++++ PROVIDED TEXT ++++
Blog

Join Intro

Get access to 1K+ founders, executives, investors, experts, & advisors. Ask questions & get personalized advice

Sign up today

Your First 50 Hires: Advice from World-Class Founders on What to Hire For

Your First 50 Hires: Advice from World-Class Founders on What to Hire For

avatar

Intro staff

|

October 7, 2025

twitterinstagramlinkedin
Post Feature

Founders know their first 50 hires will shape their company forever. This group doesn’t just fill seats; they establish culture, build early systems, and decide whether the startup can survive the chaos of the early years.

But what exactly should you be hiring for? Not polished résumés, not blue-chip credentials, not “culture fit” in the corporate sense. The first 50 hires have to thrive in an environment where nothing is stable, everything is urgent, and growth depends on ingenuity.

Here are five qualities world-class founders and investors emphasize when building their early teams.

Quality 1: Resilience in the Face of Chaos

Startups are inherently volatile. Markets shift, products break, fundraising falls through. The people who join early must be prepared for that reality—and able to push forward anyway.
++++ GIVEN RECORDS ++++
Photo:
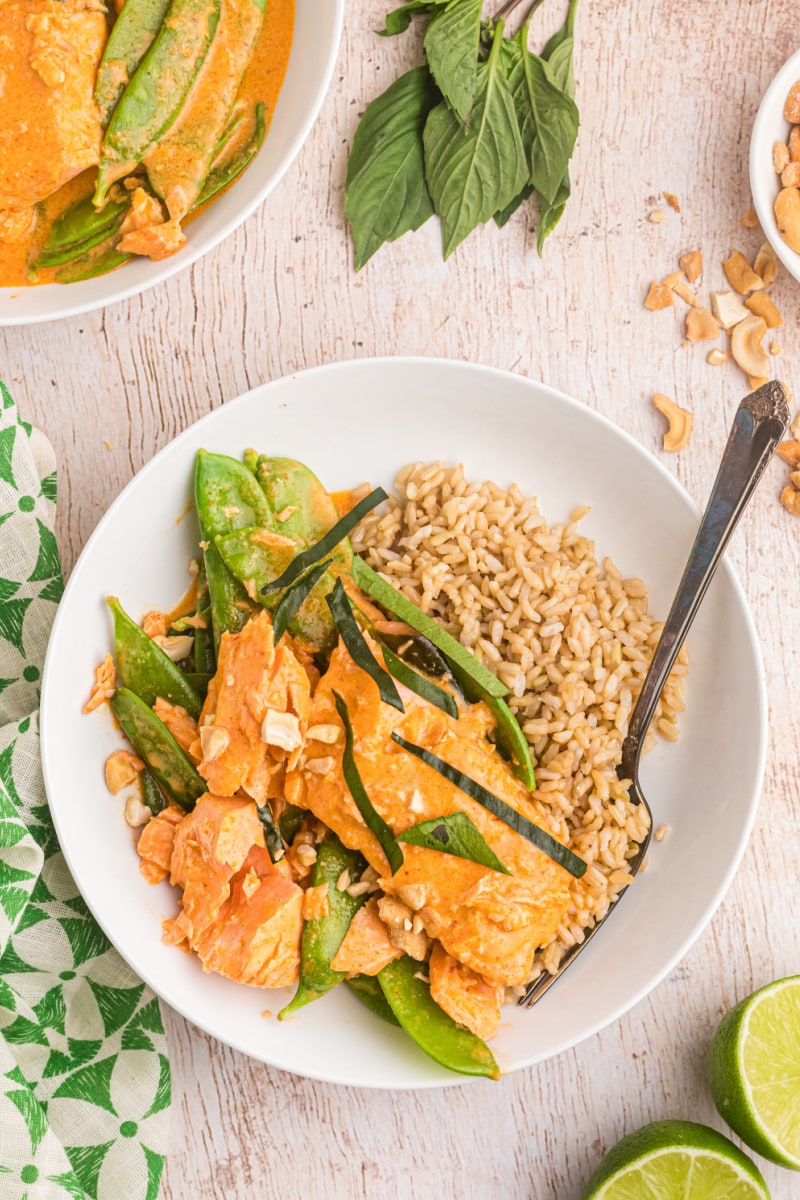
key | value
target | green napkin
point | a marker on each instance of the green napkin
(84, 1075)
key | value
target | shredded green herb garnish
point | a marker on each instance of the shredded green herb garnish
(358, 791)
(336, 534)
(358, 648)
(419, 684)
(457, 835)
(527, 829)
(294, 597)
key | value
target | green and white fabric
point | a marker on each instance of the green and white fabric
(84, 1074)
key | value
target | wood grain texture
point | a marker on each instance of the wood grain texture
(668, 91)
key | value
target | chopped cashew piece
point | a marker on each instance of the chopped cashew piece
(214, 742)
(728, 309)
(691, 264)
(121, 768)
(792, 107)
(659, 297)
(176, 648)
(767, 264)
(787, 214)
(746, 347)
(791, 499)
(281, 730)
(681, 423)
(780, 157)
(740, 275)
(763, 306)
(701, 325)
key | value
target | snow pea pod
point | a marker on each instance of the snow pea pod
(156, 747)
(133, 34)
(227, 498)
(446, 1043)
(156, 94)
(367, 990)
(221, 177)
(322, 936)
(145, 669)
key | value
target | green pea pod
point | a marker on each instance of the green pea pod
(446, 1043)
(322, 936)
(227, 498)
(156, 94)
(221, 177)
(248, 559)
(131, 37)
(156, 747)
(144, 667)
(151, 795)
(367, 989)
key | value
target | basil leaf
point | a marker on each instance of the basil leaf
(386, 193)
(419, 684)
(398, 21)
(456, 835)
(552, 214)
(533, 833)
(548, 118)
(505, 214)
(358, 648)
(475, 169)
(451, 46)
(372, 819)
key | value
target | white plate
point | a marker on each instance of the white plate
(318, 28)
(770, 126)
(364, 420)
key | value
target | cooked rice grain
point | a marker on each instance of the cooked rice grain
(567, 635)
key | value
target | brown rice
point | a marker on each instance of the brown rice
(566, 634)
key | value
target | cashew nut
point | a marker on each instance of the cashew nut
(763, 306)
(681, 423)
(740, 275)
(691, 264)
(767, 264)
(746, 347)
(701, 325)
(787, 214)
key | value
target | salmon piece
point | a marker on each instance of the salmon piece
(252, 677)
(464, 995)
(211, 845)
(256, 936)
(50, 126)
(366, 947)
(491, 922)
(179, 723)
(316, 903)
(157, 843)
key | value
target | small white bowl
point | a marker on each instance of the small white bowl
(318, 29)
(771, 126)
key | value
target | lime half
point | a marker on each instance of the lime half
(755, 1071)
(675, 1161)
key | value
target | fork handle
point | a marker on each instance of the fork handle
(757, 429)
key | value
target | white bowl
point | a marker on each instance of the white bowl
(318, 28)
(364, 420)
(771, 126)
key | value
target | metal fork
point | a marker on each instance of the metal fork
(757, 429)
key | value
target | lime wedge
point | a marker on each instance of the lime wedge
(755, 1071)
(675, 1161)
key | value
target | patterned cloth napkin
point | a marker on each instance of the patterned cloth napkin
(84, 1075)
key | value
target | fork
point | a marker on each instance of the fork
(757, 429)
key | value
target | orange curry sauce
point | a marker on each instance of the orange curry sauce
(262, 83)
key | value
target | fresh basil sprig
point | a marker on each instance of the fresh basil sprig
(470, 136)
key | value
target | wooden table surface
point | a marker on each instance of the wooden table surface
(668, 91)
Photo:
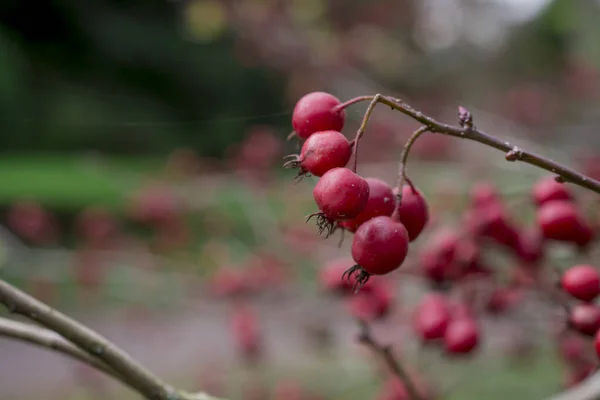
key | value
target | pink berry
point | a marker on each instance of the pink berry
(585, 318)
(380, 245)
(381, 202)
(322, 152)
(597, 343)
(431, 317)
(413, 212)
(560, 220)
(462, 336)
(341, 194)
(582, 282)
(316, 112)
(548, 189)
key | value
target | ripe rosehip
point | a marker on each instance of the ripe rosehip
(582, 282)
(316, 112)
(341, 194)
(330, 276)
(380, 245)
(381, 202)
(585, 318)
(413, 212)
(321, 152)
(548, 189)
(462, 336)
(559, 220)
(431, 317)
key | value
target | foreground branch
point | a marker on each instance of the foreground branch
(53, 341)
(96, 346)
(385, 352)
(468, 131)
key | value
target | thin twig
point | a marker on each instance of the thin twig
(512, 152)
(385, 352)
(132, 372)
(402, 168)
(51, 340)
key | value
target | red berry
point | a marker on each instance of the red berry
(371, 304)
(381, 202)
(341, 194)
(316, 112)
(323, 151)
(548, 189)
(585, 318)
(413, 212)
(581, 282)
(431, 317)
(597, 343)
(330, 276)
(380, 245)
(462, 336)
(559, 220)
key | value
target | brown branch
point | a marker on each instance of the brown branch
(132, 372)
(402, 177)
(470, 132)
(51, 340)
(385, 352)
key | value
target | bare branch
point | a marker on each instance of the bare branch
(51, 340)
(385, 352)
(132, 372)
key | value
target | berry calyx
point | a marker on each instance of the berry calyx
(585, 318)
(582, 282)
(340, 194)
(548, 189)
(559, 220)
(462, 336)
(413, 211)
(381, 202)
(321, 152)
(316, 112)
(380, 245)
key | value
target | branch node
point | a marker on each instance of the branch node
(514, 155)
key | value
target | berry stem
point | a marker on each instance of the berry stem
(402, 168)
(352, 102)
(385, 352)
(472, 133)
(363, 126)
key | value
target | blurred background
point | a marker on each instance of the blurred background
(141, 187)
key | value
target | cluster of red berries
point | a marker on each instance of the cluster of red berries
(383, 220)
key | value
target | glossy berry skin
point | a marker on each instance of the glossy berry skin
++++
= COMPLETE THE FOLLOWING =
1: Count the lines in the entries that contain the string "salmon", treating uppercase and lowercase as different, and reply with only the number.
2: Continue the article about a startup's first 50 hires, starting right after its final sentence.

= ANSWERS BELOW =
1: 2

2:
Reid Hoffman, co-founder of LinkedIn, has described startups as “jumping off a cliff and assembling the airplane on the way down.” Your early team members need to embrace that metaphor, not run from it.

Airbnb co-founder Brian Chesky has echoed this, recalling how early employees stuck around even when investors laughed them out of the room. It wasn’t technical skill alone that mattered. It was the willingness to persist when everyone else doubted them.

Lesson: Hire people who have lived through messiness before, whether in startups, scrappy side projects, or unconventional career paths. A perfect résumé can mask a lack of resilience.

Quality 2: A Bias Toward Action

In the early days, startups don’t have layers of management or processes. If something is broken, someone has to fix it—immediately. That requires a bias toward action: people who default to trying, building, and pushing forward rather than waiting for permission.

Stripe's Patrick Collison has said that one of the most important qualities they looked for early on was people who were “unreasonably effective” at just getting things done. This bias helped Stripe scale quickly while competitors drowned in overthinking.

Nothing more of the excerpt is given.